--- start ---
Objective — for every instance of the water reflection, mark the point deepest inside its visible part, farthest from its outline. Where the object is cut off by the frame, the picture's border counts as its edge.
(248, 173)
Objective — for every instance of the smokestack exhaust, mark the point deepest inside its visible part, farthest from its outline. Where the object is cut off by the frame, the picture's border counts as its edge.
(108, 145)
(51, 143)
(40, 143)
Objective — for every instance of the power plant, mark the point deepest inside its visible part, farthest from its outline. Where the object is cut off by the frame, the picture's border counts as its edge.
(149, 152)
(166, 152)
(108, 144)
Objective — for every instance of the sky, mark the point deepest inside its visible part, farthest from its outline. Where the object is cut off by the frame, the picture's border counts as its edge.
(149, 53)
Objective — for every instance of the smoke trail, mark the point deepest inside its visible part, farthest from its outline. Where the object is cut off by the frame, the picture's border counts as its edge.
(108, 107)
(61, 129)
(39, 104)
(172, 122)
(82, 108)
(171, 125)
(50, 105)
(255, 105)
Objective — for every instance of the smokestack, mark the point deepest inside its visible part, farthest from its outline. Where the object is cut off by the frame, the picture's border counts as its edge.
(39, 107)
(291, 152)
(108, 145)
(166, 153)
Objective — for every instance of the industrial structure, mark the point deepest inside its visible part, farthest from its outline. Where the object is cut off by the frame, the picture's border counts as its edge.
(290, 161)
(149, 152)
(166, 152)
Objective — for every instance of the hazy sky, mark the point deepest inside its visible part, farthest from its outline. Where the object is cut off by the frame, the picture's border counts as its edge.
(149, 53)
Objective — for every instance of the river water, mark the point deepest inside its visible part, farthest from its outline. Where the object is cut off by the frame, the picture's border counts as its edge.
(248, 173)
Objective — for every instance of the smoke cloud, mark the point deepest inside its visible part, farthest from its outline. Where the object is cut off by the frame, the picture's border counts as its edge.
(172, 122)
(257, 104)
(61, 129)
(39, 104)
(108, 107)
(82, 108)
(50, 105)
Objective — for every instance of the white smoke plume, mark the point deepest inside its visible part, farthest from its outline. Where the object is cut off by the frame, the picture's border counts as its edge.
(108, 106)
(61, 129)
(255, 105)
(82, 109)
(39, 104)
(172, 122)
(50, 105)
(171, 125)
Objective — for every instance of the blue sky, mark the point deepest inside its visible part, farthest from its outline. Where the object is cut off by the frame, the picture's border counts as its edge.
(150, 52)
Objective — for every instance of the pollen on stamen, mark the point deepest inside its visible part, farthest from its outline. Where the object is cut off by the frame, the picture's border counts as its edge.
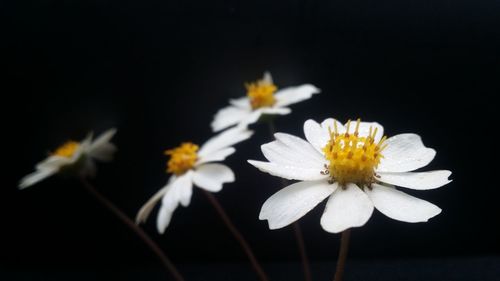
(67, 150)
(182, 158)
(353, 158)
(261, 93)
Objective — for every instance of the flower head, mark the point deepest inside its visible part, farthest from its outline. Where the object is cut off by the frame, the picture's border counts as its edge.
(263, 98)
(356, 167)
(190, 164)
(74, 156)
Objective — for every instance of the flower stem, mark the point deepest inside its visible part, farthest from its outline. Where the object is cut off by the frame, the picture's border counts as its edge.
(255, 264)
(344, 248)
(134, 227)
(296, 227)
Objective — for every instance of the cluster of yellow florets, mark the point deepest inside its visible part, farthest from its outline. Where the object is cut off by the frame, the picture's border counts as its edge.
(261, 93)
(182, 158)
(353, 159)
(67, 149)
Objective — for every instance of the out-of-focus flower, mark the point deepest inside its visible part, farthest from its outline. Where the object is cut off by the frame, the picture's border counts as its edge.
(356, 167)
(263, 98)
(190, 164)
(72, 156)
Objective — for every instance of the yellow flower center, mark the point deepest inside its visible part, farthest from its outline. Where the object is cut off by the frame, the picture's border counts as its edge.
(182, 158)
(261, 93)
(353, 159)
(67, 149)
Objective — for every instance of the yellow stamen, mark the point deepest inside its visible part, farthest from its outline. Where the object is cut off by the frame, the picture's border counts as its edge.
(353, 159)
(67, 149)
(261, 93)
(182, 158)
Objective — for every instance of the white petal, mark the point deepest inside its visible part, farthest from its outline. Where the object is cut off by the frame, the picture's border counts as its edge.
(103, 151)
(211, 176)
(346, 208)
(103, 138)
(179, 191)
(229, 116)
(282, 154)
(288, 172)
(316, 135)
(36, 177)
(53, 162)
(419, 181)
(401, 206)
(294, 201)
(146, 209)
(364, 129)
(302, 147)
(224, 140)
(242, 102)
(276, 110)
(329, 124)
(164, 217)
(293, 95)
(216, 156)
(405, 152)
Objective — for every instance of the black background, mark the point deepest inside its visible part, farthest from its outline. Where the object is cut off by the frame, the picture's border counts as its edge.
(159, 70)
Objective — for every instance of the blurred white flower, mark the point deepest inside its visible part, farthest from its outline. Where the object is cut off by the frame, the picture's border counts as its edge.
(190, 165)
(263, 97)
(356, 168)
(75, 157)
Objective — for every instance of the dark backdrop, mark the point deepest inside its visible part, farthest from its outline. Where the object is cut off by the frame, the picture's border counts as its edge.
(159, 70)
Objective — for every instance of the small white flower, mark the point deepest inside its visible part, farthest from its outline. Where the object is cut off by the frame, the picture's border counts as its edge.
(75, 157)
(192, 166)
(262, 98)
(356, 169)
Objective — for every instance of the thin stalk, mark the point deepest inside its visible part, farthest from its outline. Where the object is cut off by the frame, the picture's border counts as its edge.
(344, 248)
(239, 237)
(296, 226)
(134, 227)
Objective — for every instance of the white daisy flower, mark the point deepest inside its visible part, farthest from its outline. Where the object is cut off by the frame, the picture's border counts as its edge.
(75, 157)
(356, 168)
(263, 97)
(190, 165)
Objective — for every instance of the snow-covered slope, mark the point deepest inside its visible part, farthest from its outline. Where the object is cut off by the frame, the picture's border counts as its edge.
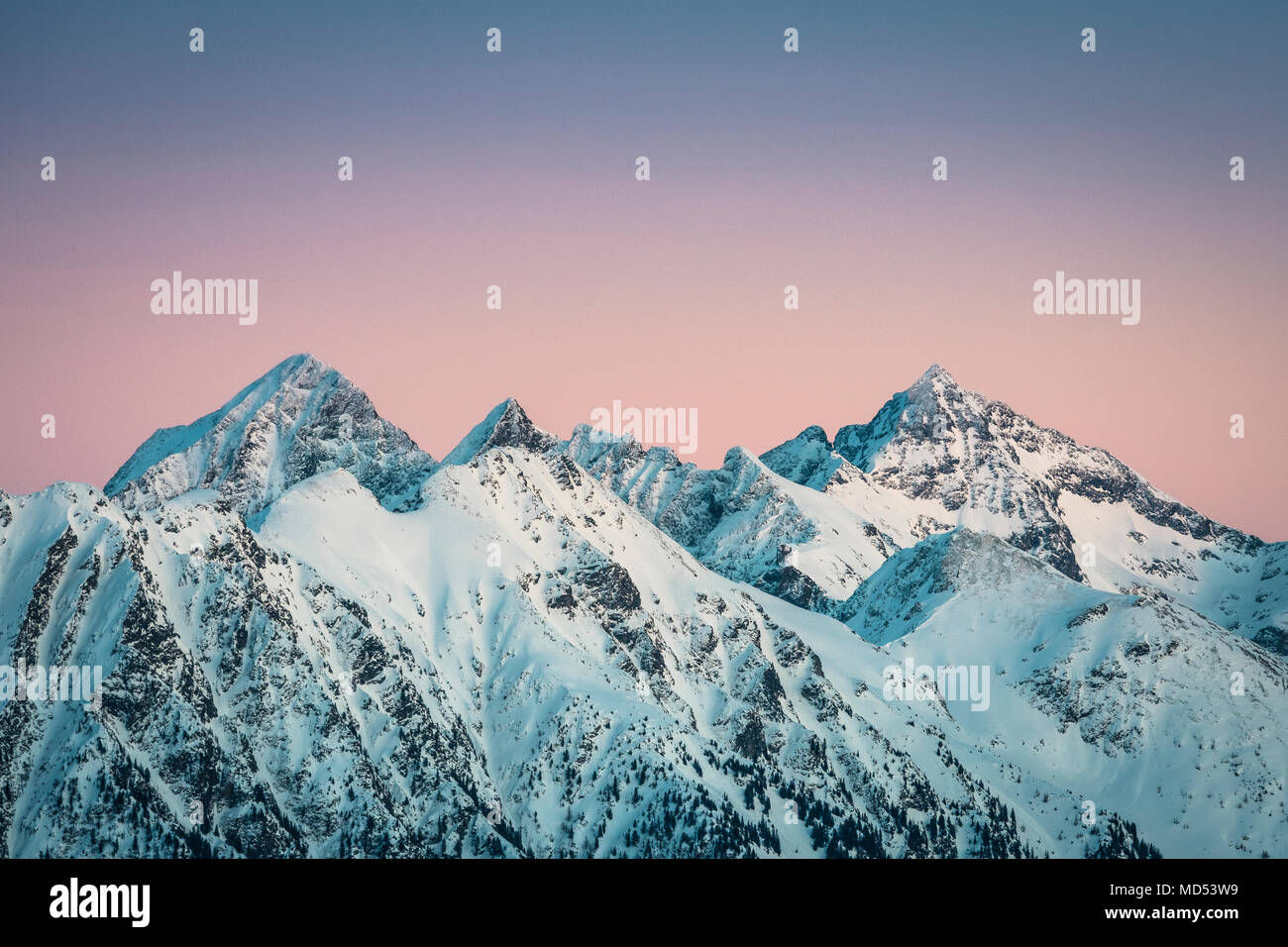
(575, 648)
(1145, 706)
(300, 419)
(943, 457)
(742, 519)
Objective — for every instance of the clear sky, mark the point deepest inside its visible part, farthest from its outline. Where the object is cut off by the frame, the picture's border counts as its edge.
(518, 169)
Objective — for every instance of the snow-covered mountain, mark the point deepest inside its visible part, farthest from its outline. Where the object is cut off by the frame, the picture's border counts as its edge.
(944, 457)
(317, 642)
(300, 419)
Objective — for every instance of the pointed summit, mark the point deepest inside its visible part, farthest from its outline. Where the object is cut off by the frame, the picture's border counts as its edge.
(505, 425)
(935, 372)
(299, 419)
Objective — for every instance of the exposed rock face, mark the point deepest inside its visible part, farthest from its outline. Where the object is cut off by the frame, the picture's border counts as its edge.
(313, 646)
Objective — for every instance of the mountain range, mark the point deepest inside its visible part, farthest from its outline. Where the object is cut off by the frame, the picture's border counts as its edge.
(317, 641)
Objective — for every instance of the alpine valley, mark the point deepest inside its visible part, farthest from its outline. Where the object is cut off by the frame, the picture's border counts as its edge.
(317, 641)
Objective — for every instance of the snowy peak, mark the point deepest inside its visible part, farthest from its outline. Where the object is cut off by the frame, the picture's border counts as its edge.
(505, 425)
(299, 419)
--- end ---
--- start ---
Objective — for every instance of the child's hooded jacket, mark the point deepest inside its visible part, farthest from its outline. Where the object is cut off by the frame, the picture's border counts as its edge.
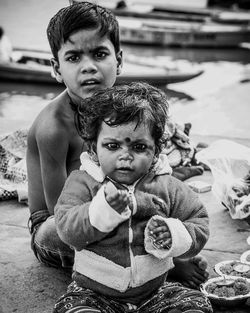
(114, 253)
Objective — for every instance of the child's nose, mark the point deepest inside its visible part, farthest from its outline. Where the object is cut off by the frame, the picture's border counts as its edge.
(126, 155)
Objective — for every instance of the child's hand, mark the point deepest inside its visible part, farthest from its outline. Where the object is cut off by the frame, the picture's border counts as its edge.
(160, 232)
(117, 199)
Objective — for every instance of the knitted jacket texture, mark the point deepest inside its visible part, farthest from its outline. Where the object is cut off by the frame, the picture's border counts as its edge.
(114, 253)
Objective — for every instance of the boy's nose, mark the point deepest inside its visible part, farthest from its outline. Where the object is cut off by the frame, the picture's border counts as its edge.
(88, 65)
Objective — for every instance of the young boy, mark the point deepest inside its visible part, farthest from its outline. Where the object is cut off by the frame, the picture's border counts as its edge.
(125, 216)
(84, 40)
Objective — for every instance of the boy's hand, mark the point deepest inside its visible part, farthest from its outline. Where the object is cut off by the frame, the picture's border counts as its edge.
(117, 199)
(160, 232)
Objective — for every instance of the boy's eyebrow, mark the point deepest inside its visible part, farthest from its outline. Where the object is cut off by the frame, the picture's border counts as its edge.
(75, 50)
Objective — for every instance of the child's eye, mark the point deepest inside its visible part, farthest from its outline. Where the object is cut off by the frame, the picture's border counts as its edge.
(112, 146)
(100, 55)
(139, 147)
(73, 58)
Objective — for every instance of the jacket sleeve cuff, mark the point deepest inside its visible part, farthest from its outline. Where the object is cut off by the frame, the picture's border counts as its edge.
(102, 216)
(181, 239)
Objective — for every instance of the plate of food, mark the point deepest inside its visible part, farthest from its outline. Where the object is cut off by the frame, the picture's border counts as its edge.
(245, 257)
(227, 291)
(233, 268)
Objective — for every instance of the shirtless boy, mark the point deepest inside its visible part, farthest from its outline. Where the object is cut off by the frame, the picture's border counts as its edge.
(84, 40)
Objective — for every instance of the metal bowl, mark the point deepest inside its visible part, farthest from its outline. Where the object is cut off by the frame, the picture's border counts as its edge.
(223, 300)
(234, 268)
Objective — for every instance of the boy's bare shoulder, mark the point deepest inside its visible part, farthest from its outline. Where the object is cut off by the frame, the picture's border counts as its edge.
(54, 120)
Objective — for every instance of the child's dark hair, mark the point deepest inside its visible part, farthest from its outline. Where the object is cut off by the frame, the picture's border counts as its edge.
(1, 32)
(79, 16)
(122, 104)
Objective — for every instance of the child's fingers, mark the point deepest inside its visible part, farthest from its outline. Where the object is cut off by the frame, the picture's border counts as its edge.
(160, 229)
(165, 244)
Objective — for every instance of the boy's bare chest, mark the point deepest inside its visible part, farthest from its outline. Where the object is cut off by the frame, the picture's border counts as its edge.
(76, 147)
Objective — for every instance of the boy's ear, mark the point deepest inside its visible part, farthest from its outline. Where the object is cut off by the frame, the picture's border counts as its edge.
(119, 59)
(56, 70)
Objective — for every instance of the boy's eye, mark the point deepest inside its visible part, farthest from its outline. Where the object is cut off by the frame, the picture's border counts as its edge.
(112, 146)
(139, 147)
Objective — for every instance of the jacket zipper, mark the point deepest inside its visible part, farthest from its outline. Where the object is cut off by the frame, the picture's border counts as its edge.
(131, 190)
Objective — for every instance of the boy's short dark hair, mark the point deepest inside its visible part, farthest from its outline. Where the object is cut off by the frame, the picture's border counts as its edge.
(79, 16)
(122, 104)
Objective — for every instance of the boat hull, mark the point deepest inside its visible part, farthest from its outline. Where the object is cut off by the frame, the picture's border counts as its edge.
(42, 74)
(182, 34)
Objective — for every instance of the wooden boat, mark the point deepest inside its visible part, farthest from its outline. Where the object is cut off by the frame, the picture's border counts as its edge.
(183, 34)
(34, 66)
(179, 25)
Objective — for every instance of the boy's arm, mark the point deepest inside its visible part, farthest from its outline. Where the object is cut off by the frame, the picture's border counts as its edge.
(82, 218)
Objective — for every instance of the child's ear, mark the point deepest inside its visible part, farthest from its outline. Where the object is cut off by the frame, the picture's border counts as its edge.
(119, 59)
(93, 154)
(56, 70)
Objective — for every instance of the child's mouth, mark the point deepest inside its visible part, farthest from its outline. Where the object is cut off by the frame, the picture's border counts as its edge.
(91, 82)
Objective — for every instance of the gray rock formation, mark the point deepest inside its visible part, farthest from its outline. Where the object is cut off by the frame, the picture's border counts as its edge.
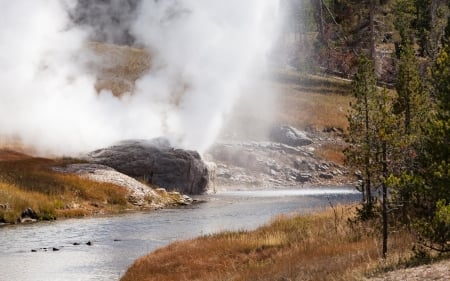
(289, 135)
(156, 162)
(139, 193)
--- end ---
--- start ---
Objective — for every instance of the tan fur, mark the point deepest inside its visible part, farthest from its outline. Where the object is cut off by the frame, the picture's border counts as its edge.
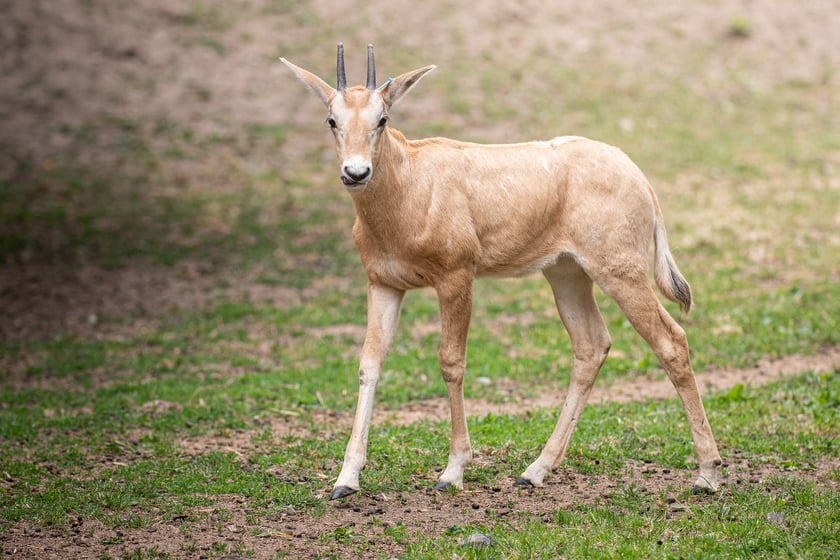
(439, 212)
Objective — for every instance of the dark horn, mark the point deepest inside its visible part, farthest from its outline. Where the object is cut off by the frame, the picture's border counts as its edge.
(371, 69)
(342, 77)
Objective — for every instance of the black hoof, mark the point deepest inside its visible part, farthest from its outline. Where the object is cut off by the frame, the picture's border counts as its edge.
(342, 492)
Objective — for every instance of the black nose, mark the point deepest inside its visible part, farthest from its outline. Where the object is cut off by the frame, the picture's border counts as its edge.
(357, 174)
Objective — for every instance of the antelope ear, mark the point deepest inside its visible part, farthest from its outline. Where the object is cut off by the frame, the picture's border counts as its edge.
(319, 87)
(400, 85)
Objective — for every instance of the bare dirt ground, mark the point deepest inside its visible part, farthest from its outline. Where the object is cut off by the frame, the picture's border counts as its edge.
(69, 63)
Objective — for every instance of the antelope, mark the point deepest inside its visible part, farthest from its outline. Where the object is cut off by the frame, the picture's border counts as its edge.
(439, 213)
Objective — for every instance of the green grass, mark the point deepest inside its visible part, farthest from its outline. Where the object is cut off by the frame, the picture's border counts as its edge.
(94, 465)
--- end ---
● **Direction**:
Please filter the data above, copying out every line that contains the word "jacket". Treat the match as case-sensitive.

● **Final result**:
Objective — for every instance of the child's hooded jacket, mark the point deepest inside its visible part, farthest from its outline. Where the object is cut off by the frame, the picture's border counts as its edge.
Objective — for every instance of the knitted jacket texture, mark the point deepest inside its visible part, farthest from its outline. Where the object is cut off by the frame, the picture's border counts as its edge.
Objective — for every instance of the jacket sleeve cuff, mark the point deepest inside its visible part, farthest from its outline. Where the object is cut off by the frame, the picture's border counts as its edge.
Objective — for every instance of the jacket zipper, mark the point deepest inside its visible part, farthest from its outline. Where the object is cut off by the frame, the picture's border counts as its edge.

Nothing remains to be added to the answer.